═══ DATA TO PROCESS ═══
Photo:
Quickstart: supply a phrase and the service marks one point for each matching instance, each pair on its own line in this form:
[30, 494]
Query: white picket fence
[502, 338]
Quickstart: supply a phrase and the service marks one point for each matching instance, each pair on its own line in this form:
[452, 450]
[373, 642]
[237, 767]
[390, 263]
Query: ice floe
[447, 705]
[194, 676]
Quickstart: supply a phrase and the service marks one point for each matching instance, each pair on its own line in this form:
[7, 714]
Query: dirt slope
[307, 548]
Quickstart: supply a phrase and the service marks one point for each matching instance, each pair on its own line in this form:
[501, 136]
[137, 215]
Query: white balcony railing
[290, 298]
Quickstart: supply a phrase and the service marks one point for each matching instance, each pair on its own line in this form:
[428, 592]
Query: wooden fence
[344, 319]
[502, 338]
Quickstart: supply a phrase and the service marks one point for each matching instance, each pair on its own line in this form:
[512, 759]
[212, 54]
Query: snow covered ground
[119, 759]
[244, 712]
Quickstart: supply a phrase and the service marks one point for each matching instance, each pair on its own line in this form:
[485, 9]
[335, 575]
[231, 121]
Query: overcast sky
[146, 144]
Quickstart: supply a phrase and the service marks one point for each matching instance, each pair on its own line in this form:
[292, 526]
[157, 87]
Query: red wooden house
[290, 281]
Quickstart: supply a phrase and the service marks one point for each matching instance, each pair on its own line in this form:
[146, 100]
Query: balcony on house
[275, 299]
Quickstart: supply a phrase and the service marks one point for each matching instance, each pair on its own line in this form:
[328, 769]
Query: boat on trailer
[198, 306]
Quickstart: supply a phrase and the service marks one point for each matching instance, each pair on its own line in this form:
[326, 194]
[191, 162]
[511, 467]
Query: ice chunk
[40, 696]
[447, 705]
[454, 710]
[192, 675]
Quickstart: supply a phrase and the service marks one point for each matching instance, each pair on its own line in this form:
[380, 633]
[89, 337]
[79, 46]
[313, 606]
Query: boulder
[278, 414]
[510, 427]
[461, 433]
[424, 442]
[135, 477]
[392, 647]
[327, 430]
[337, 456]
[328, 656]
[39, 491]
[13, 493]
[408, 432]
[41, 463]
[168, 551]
═══
[TO BE DONE] Output the records above in their entirety, exactly.

[RESULT BELOW]
Photo:
Quickstart: supply a phrase and the service marks one point for each matching instance, each pair on its own line in this form:
[30, 494]
Query: white picket fence
[502, 338]
Quickstart: supply a phrase and the service marks one point for each matching instance, each pair on its own line in this form:
[452, 450]
[373, 642]
[237, 767]
[390, 263]
Query: ice floe
[447, 705]
[194, 676]
Quickstart: supply a phrase and the service marks one point for each matching instance, each pair on its own line in this form:
[7, 714]
Query: dirt slope
[307, 548]
Quickstart: supply a phrase and the service marks one point for each matching instance, each pair on its own line in this form:
[501, 136]
[137, 215]
Query: white balcony railing
[290, 298]
Quickstart: supply a phrase and the service marks one point for each matching instance, each pair on its own line in this form:
[428, 592]
Query: wooden fence
[344, 319]
[502, 338]
Quickstart: supply a phrase and the service marks one point for each matching instance, each pair on its own line in this form:
[512, 759]
[212, 54]
Query: snow covered ground
[119, 759]
[244, 712]
Quickstart: supply a phrase and the service marks one point for each matching instance, each pair on its own line in this form:
[485, 9]
[335, 575]
[231, 121]
Query: overcast sky
[146, 144]
Quickstart: supply a phrase and the service marks one point for each matching instance, each pair on its own line in this form:
[292, 526]
[157, 87]
Query: red wooden house
[290, 281]
Quickstart: supply a phrase and the service marks one point for each matching instance, each pair on its own line in this form:
[146, 100]
Query: balcony on house
[275, 299]
Quickstart: supply a phrase and the service marks one point for each matching instance, each pair on its own line in this form:
[328, 769]
Query: boat on trailer
[198, 306]
Quickstart: supply a phrase and the service marks one point for each matching instance, each pair on its own line in this form:
[326, 194]
[191, 162]
[511, 467]
Query: ice chunk
[40, 696]
[447, 705]
[454, 710]
[192, 675]
Quickstart: supply a phrase and the service marks one point for each matching instance, each pair on its own line in this form:
[380, 633]
[89, 337]
[79, 46]
[313, 606]
Query: boulder
[278, 414]
[510, 427]
[461, 433]
[424, 442]
[135, 477]
[392, 647]
[327, 430]
[337, 456]
[328, 656]
[39, 491]
[13, 493]
[408, 432]
[41, 463]
[168, 551]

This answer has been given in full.